Or set an env var (`ANTHROPIC_API_KEY`, `OPENAI_API_KEY`, `GEMINI_API_KEY`, `GROQ_API_KEY`) and just run `seedforge ai-generate`.

Only schema metadata goes to the API — table and column names, never your actual data.

## How it works

1. Connects to your database and reads `information_schema` (PostgreSQL/MySQL) or `PRAGMA` (SQLite)
2. Builds a dependency graph from foreign keys, topological sort gives the insertion order
3. For each column, picks a generator based on the name — `email` gets a realistic email, `price` gets a decimal, `created_at` gets a recent timestamp, and so on (80+ patterns)

▶ RECORD EXCERPTS:

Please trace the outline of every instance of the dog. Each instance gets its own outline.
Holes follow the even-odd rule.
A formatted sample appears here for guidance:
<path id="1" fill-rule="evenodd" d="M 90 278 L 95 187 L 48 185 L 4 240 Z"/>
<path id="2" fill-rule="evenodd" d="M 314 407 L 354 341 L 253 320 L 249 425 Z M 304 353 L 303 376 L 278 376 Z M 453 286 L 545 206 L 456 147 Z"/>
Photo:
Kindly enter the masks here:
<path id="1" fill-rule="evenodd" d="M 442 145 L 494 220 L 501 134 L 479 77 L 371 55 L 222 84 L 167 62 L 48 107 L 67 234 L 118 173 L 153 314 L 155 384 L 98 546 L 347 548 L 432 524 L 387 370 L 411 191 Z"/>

▶ PARTS OF THE EXERCISE:
(1) Answer these from the seedforge text:
(a) What information is sent to the API?
(b) What does the tool read to get the schema of a SQLite database?
(c) How is the order for inserting rows worked out?
(2) Resume the seedforge text from where it stops.
The lines have nothing to do with the seedforge text.

▶ ANSWERS PROVIDED:
(1)
(a) Only schema metadata: table and column names, never the actual data.
(b) `PRAGMA`.
(c) It builds a dependency graph from foreign keys, and a topological sort gives the insertion order.

(2)
4. Foreign key columns get real IDs from already-generated parent rows
5. Batch inserts everything in a single transaction

## What it recognizes

Some examples — there are 80+ patterns total:

| Column | Data |
|---|---|
| `email` | `john.smith@example.com` |
| `phone` | `+1-555-0123` |
| `first_name` / `last_name` | `John` / `Smith` |
| `price`, `amount` | `49.99` |
| `role` | `admin`, `user`, `moderator` |
| `status` | `active`, `pending`, `completed` |
| `created_at` | recent datetime |
| `is_active` | `true` (biased) |
| `password` | SHA-256 hash |
| `avatar_url` | `https://picsum.photos/...` |
| `uuid` | valid v4 UUID |

It's also context-aware: `name` in a `users` table gives person names, in `organizations` — company names, in `products` — product names.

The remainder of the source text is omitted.